─── Records for this task

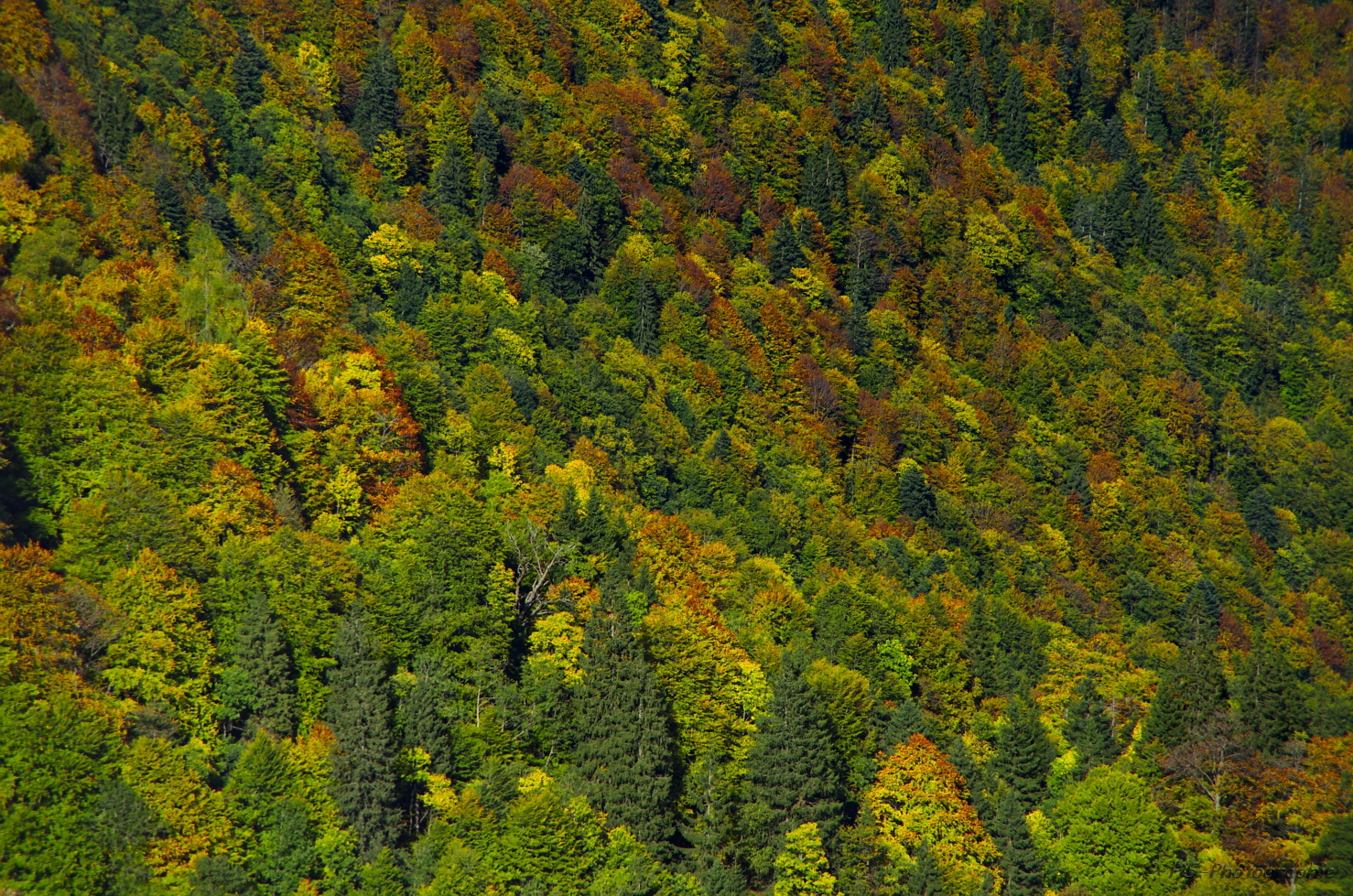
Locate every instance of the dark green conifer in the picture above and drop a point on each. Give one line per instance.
(1019, 857)
(1023, 754)
(1260, 516)
(1013, 138)
(793, 771)
(1271, 698)
(486, 135)
(915, 493)
(894, 34)
(785, 252)
(627, 743)
(1189, 695)
(1088, 729)
(378, 104)
(246, 70)
(263, 654)
(363, 780)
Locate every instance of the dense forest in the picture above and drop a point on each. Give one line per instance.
(676, 447)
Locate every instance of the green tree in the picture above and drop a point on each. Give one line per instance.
(627, 749)
(364, 782)
(1023, 754)
(1112, 838)
(801, 867)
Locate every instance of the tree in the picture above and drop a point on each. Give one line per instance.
(1023, 754)
(1013, 137)
(793, 771)
(919, 799)
(627, 749)
(246, 70)
(894, 34)
(1112, 838)
(915, 493)
(801, 867)
(263, 656)
(1191, 692)
(1088, 729)
(378, 104)
(1019, 857)
(364, 783)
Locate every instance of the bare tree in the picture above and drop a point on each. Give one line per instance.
(537, 558)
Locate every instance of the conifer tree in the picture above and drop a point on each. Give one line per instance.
(793, 771)
(627, 749)
(1013, 137)
(378, 104)
(363, 780)
(894, 34)
(915, 493)
(246, 70)
(785, 252)
(1019, 857)
(1271, 698)
(1088, 729)
(484, 135)
(1023, 754)
(263, 654)
(1191, 692)
(1260, 516)
(925, 878)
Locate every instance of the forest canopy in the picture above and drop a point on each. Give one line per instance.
(676, 447)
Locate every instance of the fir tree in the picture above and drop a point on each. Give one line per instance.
(894, 34)
(627, 749)
(925, 878)
(449, 186)
(263, 654)
(1271, 698)
(246, 70)
(1013, 138)
(378, 104)
(915, 493)
(1088, 729)
(363, 780)
(1260, 516)
(1023, 754)
(647, 311)
(785, 252)
(1191, 692)
(484, 135)
(793, 769)
(1019, 857)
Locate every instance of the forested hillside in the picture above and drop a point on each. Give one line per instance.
(694, 447)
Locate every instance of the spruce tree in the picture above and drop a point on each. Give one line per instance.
(1013, 138)
(627, 749)
(793, 771)
(1019, 857)
(894, 34)
(1260, 516)
(484, 135)
(785, 252)
(263, 654)
(925, 878)
(1023, 754)
(1191, 693)
(246, 70)
(915, 493)
(1271, 698)
(378, 104)
(449, 184)
(1088, 729)
(363, 780)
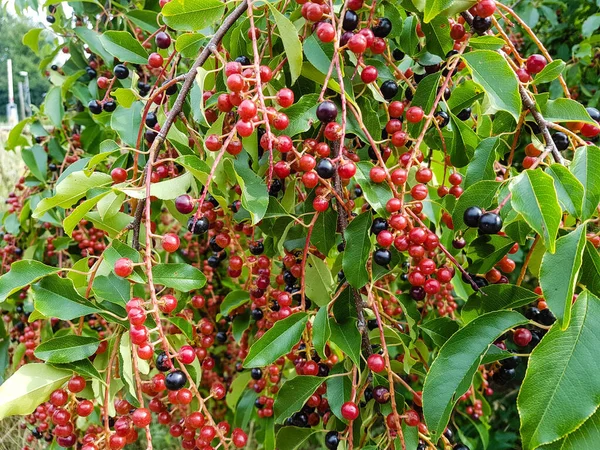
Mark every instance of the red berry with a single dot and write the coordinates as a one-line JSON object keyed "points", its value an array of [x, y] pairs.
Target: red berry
{"points": [[414, 114], [155, 60], [170, 242], [369, 74], [535, 64], [350, 411], [522, 337], [376, 363], [123, 267]]}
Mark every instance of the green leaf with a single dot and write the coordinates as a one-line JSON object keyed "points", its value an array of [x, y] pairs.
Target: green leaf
{"points": [[559, 272], [70, 190], [486, 43], [192, 15], [123, 46], [565, 110], [485, 251], [180, 276], [56, 297], [376, 194], [500, 85], [481, 166], [586, 168], [535, 198], [23, 273], [66, 349], [53, 107], [451, 372], [234, 300], [568, 188], [29, 387], [434, 7], [347, 337], [321, 331], [496, 298], [255, 197], [126, 122], [291, 42], [550, 73], [358, 250], [73, 219], [590, 275], [293, 438], [562, 376], [36, 160], [437, 36], [277, 341], [481, 194], [318, 281], [293, 394]]}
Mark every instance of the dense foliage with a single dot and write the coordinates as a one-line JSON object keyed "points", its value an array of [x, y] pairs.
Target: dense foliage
{"points": [[309, 224]]}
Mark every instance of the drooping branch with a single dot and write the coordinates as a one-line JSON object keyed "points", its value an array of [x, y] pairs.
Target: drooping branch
{"points": [[188, 83]]}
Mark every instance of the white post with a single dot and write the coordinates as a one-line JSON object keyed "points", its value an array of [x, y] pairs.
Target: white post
{"points": [[11, 109]]}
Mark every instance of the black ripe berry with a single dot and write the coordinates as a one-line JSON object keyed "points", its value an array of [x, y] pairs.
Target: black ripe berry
{"points": [[325, 168], [481, 24], [326, 111], [199, 226], [121, 72], [490, 223], [472, 215], [561, 141], [110, 106], [175, 380], [389, 89], [350, 21], [382, 256], [95, 107], [383, 27], [332, 440]]}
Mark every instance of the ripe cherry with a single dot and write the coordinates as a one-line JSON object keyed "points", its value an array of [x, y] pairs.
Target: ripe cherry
{"points": [[123, 267], [350, 411]]}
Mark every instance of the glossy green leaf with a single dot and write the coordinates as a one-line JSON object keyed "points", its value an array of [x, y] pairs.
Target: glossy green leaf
{"points": [[358, 249], [550, 73], [255, 197], [480, 194], [234, 300], [586, 168], [562, 376], [123, 46], [318, 280], [66, 349], [293, 394], [277, 341], [535, 198], [56, 297], [21, 274], [293, 438], [500, 85], [496, 298], [321, 331], [568, 188], [291, 42], [192, 15], [451, 372], [559, 272], [29, 387], [180, 276]]}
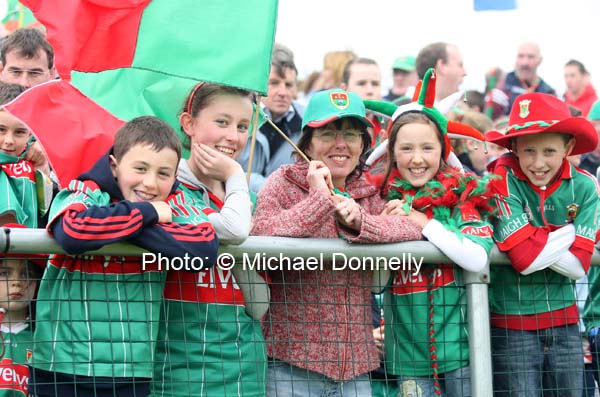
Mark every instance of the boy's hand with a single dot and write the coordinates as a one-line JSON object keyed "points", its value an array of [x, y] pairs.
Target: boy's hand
{"points": [[37, 156], [214, 164], [165, 214]]}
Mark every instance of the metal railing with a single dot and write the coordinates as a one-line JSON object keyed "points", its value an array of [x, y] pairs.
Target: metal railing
{"points": [[28, 241]]}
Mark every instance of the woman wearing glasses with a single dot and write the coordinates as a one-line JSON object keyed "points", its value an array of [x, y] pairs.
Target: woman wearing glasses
{"points": [[318, 328]]}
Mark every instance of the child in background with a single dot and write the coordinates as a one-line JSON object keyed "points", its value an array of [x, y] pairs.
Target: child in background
{"points": [[210, 342], [547, 213], [426, 341], [25, 174], [97, 317], [18, 284]]}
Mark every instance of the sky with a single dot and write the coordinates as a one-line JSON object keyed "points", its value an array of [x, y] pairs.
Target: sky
{"points": [[386, 29]]}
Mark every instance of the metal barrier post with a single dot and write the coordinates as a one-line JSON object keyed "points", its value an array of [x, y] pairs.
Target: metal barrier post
{"points": [[479, 332]]}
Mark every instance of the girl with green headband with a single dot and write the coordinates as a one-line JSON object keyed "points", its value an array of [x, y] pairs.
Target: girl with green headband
{"points": [[426, 341]]}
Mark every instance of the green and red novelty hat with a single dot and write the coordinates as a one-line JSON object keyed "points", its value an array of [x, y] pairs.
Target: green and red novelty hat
{"points": [[537, 113]]}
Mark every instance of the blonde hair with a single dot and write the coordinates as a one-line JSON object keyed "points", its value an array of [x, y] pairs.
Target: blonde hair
{"points": [[336, 61]]}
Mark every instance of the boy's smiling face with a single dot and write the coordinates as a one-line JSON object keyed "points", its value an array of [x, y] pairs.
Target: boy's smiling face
{"points": [[13, 134], [541, 155], [144, 174], [17, 287]]}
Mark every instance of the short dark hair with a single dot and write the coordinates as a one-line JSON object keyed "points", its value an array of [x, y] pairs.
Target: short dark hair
{"points": [[428, 57], [202, 96], [579, 65], [9, 91], [147, 130], [27, 42], [282, 58], [474, 98], [355, 61]]}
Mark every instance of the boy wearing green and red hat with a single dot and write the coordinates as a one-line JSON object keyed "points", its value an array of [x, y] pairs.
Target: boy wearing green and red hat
{"points": [[546, 224]]}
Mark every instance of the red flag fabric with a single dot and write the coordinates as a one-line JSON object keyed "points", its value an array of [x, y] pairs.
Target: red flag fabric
{"points": [[74, 130], [84, 33]]}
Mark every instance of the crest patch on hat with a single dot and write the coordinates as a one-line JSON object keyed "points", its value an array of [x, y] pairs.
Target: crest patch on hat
{"points": [[524, 108], [340, 100]]}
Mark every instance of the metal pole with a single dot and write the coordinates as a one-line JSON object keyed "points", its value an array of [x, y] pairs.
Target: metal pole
{"points": [[480, 351]]}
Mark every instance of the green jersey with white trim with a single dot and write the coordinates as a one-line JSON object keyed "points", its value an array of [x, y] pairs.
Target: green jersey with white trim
{"points": [[406, 311], [208, 344], [522, 210]]}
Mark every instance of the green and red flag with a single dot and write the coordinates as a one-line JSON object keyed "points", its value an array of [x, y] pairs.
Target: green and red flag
{"points": [[72, 128], [227, 42], [18, 16], [142, 57]]}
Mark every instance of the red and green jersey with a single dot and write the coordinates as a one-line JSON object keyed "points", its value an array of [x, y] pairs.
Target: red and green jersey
{"points": [[97, 315], [527, 213], [19, 187], [407, 312], [207, 344], [17, 351]]}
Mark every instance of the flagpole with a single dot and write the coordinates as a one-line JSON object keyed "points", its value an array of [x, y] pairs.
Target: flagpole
{"points": [[296, 148], [289, 141], [254, 132]]}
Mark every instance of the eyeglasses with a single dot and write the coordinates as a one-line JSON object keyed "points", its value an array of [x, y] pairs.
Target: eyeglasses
{"points": [[331, 135]]}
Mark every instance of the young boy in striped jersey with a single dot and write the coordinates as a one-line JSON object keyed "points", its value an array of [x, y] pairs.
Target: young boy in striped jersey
{"points": [[97, 317], [24, 172], [547, 213]]}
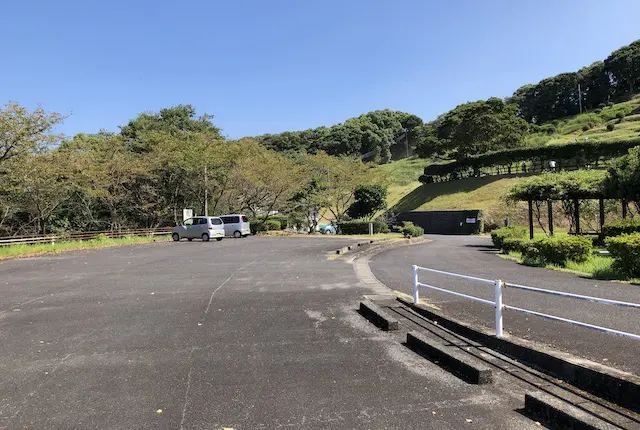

──────

- **Problem statement**:
Copy the material word for word, starting at the line that contains "Mark every instance of the red flag" and continuing through the end of the material, with both ends included. Leave the pictures out of your answer.

- **Reply to the exercise**:
Mark every instance of the red flag fabric with a single dot and write the coordinates as a one-line JSON object keyed "points", its value an array of [x, y] pairs.
Target: red flag fabric
{"points": [[74, 130], [84, 33]]}
Mark every instance of the crest patch on hat with a single dot and write the coordinates as a one-line JSON object keyed "points", its value an array of [x, y] pairs.
Target: crest patch on hat
{"points": [[524, 108], [340, 100]]}
Mark every instance of the metal pole with a single dot and write the coordinates as a one-line JSON object keyed "points", its value an array of [x, y] pairs.
Target: metal pole
{"points": [[480, 351]]}
Mark every instance of the green jersey with white trim with a single dot and write the coordinates as a one-line JSON object keyed "points", its value an array of [x, y] pairs.
Target: green jersey with white trim
{"points": [[406, 311], [208, 344], [522, 210]]}
Mark every instance of the green and red flag with a single dot and write the coordinates as a one-line JSON object keyed "points", its value an array of [x, y] pairs.
Target: green and red flag
{"points": [[72, 128], [227, 42], [18, 16], [142, 57]]}
Mark every instance of the red and green jersey with a single dot and write the coordinates as a one-line JSON object keyed "points", its value an array of [x, y] pairs.
Target: red and green jersey
{"points": [[97, 315], [527, 213], [19, 187], [407, 312], [207, 344], [17, 351]]}
Mark every instance of the flagpole with a single dot and write the coordinates as a one-line JSON object keyed "points", its value an array of [x, y] pairs.
Target: flagpole
{"points": [[296, 148], [289, 141], [254, 132]]}
Mark every instance of the eyeglasses with a single dot and write the coordinates as a one-line JSON object keyed "points", its value an array of [x, y] pairs.
Target: eyeglasses
{"points": [[331, 135]]}
Mark every instance of the young boy in striped jersey with a single dot and write the coordinates as a one-line JSON object keyed "points", its value an array of [x, y] pairs.
Target: young boy in striped jersey
{"points": [[97, 317], [24, 172], [547, 213]]}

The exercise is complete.